▶ **Problems to work on**:
1. Decide whether each statement below agrees with the text on pre-pregnancy counseling. Answer yes or no for each, and quote the words of the text that decide it.
(a) A doctor should ideally be seen at least 3 months before getting pregnant.
(b) Folic acid should be started once pregnancy has begun.
(c) A person never immunized against rubella may need to delay pregnancy by about a year.
2. Answer these questions from the text on pre-pregnancy counseling.
(a) What is the visit before pregnancy called?
(b) What does a daily folic acid supplement reduce?
(c) What other name does the text give for rubella?
3. Continue the text on pre-pregnancy counseling from its final sentence.

▶ **Extract to read**:
———
Pre-pregnancy counselling should include ways to improve a couple’s chances of conception and advice on antenatal care to prevent disease and improve postnatal outcomes.
If you are planning to have a baby you should see a gynaecologist ideally at least 3 months before you get pregnant. This is called a preconception visit and he will do the following:
Ask for a history of past illnesses which may have a bearing on future pregnancy.
Ask for a family history of illness which may have a bearing on future pregnancy.
Carry out a general examination which will help detect basic problems.
Ask for basic tests.
Identify your Rubella status. If you have not had rubella [German measles] in your childhood and not been immunized for this you may need to take a Rubella vaccine and delay your pregnancy by 3-6 months.
Take a folic acid supplement every day. This reduces the chance of certain birth defects. Do not wait until you are pregnant to do this.
Make a doctor’s appointment for a check up/wellness visit.
———
[Extracted records]

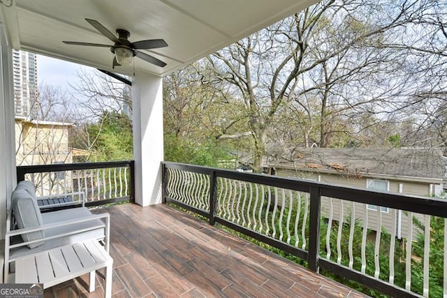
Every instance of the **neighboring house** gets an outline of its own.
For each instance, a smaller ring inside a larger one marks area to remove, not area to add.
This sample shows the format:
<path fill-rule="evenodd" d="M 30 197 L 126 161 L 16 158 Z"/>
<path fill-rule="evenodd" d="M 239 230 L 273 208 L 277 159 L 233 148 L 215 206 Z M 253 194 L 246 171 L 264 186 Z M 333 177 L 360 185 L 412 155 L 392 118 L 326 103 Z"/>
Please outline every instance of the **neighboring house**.
<path fill-rule="evenodd" d="M 68 131 L 73 126 L 73 124 L 29 120 L 16 117 L 17 165 L 71 163 L 73 156 L 68 145 Z M 38 195 L 47 195 L 57 191 L 56 188 L 70 189 L 71 174 L 64 172 L 52 175 L 39 174 L 39 177 L 33 177 L 33 182 Z"/>
<path fill-rule="evenodd" d="M 446 178 L 446 158 L 430 149 L 310 148 L 288 156 L 291 158 L 265 158 L 265 172 L 274 169 L 278 176 L 417 196 L 440 195 Z M 330 217 L 332 209 L 333 220 L 342 216 L 346 221 L 355 207 L 356 218 L 364 220 L 367 215 L 368 228 L 376 230 L 380 221 L 388 232 L 395 228 L 397 237 L 406 237 L 408 215 L 399 210 L 357 203 L 347 206 L 328 198 L 322 198 L 321 204 L 323 216 Z"/>

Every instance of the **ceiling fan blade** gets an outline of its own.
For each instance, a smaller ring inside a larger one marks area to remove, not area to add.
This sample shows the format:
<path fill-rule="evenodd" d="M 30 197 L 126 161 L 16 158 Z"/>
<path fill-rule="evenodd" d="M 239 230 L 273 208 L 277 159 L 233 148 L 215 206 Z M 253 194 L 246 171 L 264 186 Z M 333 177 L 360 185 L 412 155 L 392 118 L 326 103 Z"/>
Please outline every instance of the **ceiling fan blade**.
<path fill-rule="evenodd" d="M 130 47 L 135 50 L 156 49 L 167 47 L 168 44 L 163 39 L 148 39 L 132 43 Z"/>
<path fill-rule="evenodd" d="M 117 57 L 113 57 L 113 64 L 112 65 L 112 68 L 115 69 L 115 66 L 121 66 L 121 64 L 119 64 L 118 63 L 118 61 L 117 61 Z"/>
<path fill-rule="evenodd" d="M 78 41 L 62 41 L 67 45 L 89 45 L 91 47 L 110 47 L 112 45 L 101 45 L 100 43 L 80 43 Z"/>
<path fill-rule="evenodd" d="M 142 52 L 135 51 L 136 57 L 140 58 L 149 63 L 152 63 L 152 64 L 155 64 L 157 66 L 165 67 L 166 64 L 162 61 L 161 60 L 159 60 L 158 59 L 153 57 L 151 55 L 148 55 L 147 54 L 145 54 Z"/>
<path fill-rule="evenodd" d="M 107 28 L 103 26 L 99 22 L 96 21 L 96 20 L 91 20 L 91 19 L 85 19 L 85 20 L 87 21 L 89 24 L 90 24 L 91 26 L 95 27 L 96 30 L 98 30 L 104 36 L 107 37 L 110 40 L 113 41 L 115 43 L 118 42 L 118 38 L 117 37 L 117 36 L 112 33 L 112 32 L 110 32 Z"/>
———
▶ **Outputs by task**:
1.
(a) Yes: "ideally at least 3 months before you get pregnant"
(b) No: "Do not wait until you are pregnant to do this."
(c) No: "delay your pregnancy by 3-6 months"

2.
(a) A preconception visit.
(b) The chance of certain birth defects.
(c) German measles.

3.
Make sure to get and begin taking prenatal vitamins.
Check with your doctor about any over-the-counter and prescription medications you currently take.
See your dentist for a cleaning or check up if you have not done so in the last six months. Untreated gum disease is linked to preterm birth.
Develop a maternity and baby budget.
If you smoke, quit.
Avoid alcohol and caffeine intake.
Stock your refrigerator with healthy foods and snacks.
Congratulations – Your first Antenatal visit.
Now that you are pregnant you must see the doctor as soon as you know that you are pregnant. He will follow up on your tests and ask for a first trimester ultrasound scan [USG]. This is NOT at all harmful and very informative. It will pick up the following:
Precise date of delivery – important if you cross your expected date of delivery [EDD].
Tubal pregnancy may be excluded if an intrauterine pregnancy is detected.
Any other early problems.
Your doctor will also examine you and call you back with your reports. You will be given a file with an ante-natal card which has to be filled at every visit. If all is well you will be asked to visit every 3 weeks till about 34 weeks and thereafter every 2 weeks.
What tests are done?
You will be asked to do the following tests:
CBC- Complete blood counts to detect anemia and other disorders such as low platelet counts etc.
Urine-routine & microscopy to look for protein, blood, pus cells etc in the urine.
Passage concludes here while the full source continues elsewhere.